» Tasks to carry out:
a: For the lottery probability excerpt below, state whether each of the following statements agrees with it. Answer yes or no for each, and quote the words of the excerpt that decide it: (i) The multi_ticket_probability function takes an integer as the number of submissions; (ii) With 6991908 submissions, the printed probability is 50.000000%; (iii) The smaller bonus prize requires three or more matching numbers.
b: Write the continuation of the lottery probability excerpt below, starting after its final sentence.
***** Excerpt
In the above function, we:
    
1. Extracted all the historical winning lottery combinations from our dataset
1. Compared our user submitted values to all historical winning values
1. Depending on the outcome, we return a different message to our users letting them know their submission has or has not one before, but that the probability they win is still extremely insignificant, ~ 1 in 13,983,816 chances

In [15]:
def multi_ticket_probability(number_of_submissions):
    total_possible_outcomes = combinations(49, 6)
    total_possible_outcomes = int(total_possible_outcomes)
    possible_successful_outcomes = int(number_of_submissions)
    winning_percentage = possible_successful_outcomes / total_possible_outcomes
    
    return "The probability of your submissions winning the lottery is {} out of {} or {:2%}.".format(possible_successful_outcomes, total_possible_outcomes, winning_percentage)



In [16]:
test_inputs = [1, 10, 100, 10000, 1000000, 6991908, 13983816]

for number_of_guesses in test_inputs:
    print(multi_ticket_probability(number_of_guesses)+"\n")

The probability of your submissions winning the lottery is 1 out of 13983816 or 0.000007%.

The probability of your submissions winning the lottery is 10 out of 13983816 or 0.000072%.

The probability of your submissions winning the lottery is 100 out of 13983816 or 0.000715%.

The probability of your submissions winning the lottery is 10000 out of 13983816 or 0.071511%.

The probability of your submissions winning the lottery is 1000000 out of 13983816 or 7.151124%.

The probability of your submissions winning the lottery is 6991908 out of 13983816 or 50.000000%.

The probability of your submissions winning the lottery is 13983816 out of 13983816 or 100.000000%.



## multi_ticket_probability function explained

Above, we used a function that took an integer as the number of submissions a user may plan to play the lottery and returns to them their chances of winning the lottery.

We used a variety of test inputs to illustrate the number of lottery submissions it requires to increase the probability of winning, and to show how miniscule the chances of winning are.

## Probability of winning a smaller prize with 2-5 winning numbers

The lottery also gives you a smaller bonus prize if you have 2 or more matching numbers. We're going to wrtie a function that:

* Takes six different numbers from 1 to 49.
* Takes a second integer between 2 and 5 that represents the number of winning numbers expected
* Our function will print information about the probability of having the inputted number of winning numbers.

We'll need to consider the following probablity questions:
* What is the probability of having ***exactly*** five winning numbers?
* What is the probability of having ***at least*** five winning numbers?
**********
***** Record extracts
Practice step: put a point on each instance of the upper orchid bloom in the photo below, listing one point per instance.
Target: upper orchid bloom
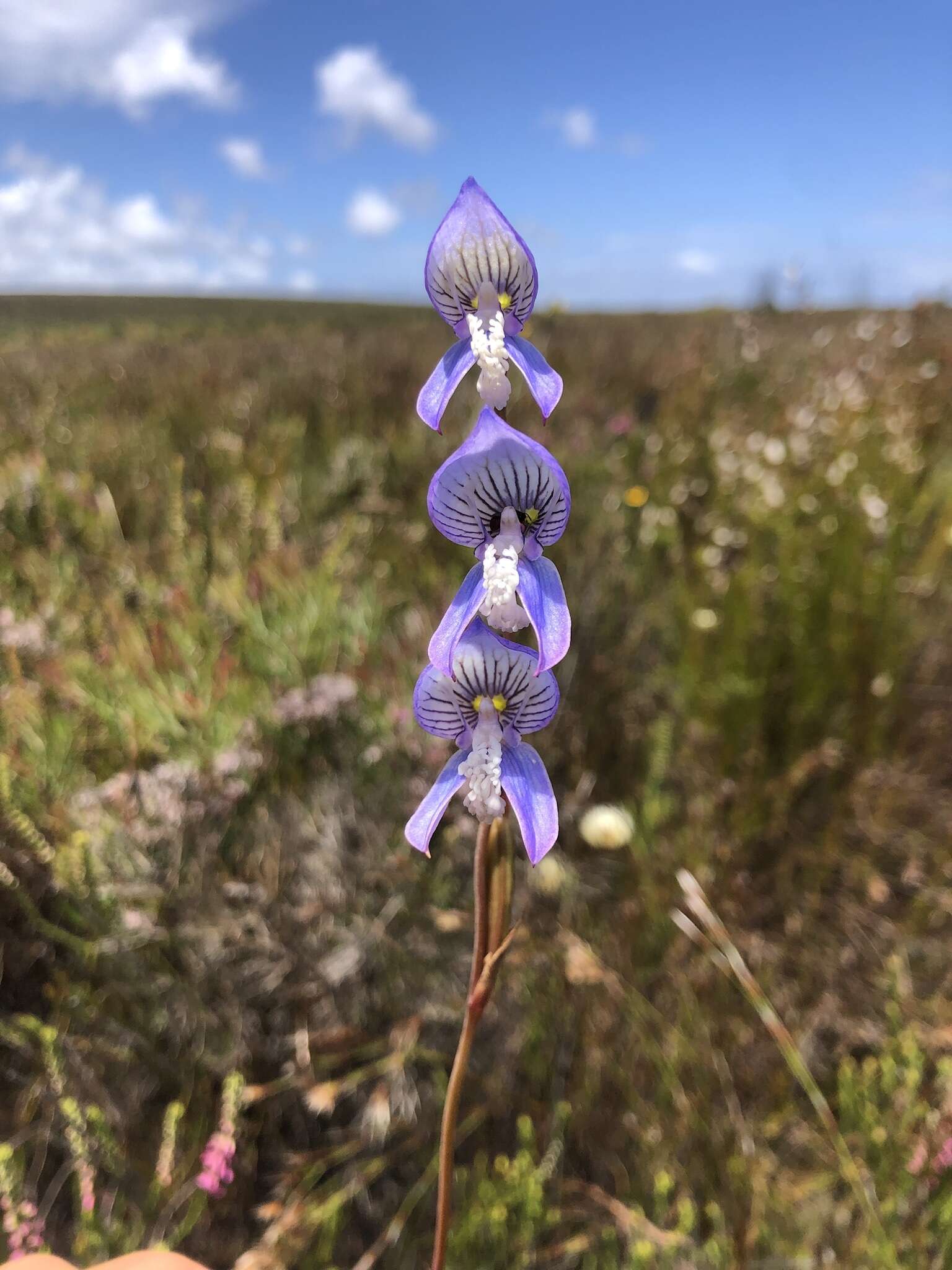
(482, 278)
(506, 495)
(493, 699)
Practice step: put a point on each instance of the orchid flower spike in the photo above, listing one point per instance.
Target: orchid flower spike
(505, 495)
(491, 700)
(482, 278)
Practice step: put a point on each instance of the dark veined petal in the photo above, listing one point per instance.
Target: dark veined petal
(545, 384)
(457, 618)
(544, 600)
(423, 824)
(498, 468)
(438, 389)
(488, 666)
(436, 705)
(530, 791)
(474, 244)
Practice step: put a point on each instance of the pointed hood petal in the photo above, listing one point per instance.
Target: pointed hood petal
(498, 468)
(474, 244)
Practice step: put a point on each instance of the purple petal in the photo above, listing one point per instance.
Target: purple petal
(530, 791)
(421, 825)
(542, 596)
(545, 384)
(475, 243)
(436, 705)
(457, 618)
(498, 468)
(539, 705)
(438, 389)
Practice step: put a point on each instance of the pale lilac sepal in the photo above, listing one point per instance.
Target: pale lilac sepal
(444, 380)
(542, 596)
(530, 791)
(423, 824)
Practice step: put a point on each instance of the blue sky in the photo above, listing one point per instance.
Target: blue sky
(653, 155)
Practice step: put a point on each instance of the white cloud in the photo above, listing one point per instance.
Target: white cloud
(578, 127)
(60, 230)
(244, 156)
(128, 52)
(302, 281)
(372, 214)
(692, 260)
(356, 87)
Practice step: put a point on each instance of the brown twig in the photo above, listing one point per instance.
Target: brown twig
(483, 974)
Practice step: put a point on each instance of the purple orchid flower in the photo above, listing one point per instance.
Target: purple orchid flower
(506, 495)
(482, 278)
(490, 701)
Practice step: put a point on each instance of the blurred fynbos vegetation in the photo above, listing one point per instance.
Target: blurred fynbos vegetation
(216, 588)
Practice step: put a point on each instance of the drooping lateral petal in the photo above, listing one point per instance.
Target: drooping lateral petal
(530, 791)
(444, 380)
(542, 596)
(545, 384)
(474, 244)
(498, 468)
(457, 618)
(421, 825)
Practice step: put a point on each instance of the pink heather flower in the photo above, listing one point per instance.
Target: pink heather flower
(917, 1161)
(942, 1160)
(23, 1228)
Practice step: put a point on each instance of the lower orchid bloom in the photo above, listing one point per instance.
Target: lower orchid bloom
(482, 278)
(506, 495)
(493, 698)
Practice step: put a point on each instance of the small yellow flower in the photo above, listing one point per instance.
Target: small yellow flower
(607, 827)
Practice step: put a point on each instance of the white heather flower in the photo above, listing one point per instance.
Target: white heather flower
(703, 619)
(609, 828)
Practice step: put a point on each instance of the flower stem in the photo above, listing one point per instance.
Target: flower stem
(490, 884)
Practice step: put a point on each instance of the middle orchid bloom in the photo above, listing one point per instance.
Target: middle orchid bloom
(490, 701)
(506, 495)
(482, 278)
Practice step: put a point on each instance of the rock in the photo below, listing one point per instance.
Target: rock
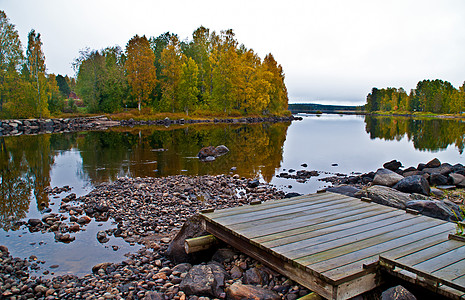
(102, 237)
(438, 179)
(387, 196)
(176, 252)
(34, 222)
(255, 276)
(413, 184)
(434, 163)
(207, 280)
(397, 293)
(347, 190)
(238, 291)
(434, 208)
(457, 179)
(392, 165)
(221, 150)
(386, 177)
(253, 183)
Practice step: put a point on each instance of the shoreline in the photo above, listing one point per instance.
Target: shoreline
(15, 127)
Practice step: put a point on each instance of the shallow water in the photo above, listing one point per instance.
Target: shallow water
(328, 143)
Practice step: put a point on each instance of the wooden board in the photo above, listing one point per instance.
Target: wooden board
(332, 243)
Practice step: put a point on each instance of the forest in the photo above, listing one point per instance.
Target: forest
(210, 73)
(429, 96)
**********
» Expected results:
a:
(i) Yes: "took an integer as the number of submissions a user may plan to play the lottery"
(ii) Yes: "6991908 out of 13983816 or 50.000000%"
(iii) No: "a smaller bonus prize if you have 2 or more matching numbers"

b:
In [54]:
def probability_less_6(number_winning_numbers):
    total_possible_outcomes = combinations(49, 6)
    
    total_possible_outcomes = int(total_possible_outcomes)
    
    number_of_combinations_ticket = combinations(6, number_winning_numbers)
    remaining_outcomes = combinations(43, 6-number_winning_numbers)

    number_of_successful_outcomes = number_of_combinations_ticket * remaining_outcomes
    
    number_of_successful_outcomes = int(number_of_successful_outcomes)
    
    winning_probability = number_of_successful_outcomes / total_possible_outcomes
    return '''You have {} potential successful outcomes, out of {} total possible outcomes, or a probability of {:2%}\n'''.format(number_of_successful_outcomes, total_possible_outcomes, winning_probability)



In [55]:
possible_guesses = [2,3,4,5]

for number in possible_guesses:
    print(probability_less_6(number))

You have 1851150 potential successful outcomes, out of 13983816 total possible outcomes, or a probability of 13.237803%

You have 246820 potential successful outcomes, out of 13983816 total possible outcomes, or a probability of 1.765040%

You have 13545 potential successful outcomes, out of 13983816 total possible outcomes, or a probability of 0.096862%

You have 258 potential successful outcomes, out of 13983816 total possible outcomes, or a probability of 0.001845%



## probability_less_6 function

In the above step, we determined the total possible outcomes for bonus guesses, since the lottery gives smaller bonus prizes for combinations of 2-5 winning numbers.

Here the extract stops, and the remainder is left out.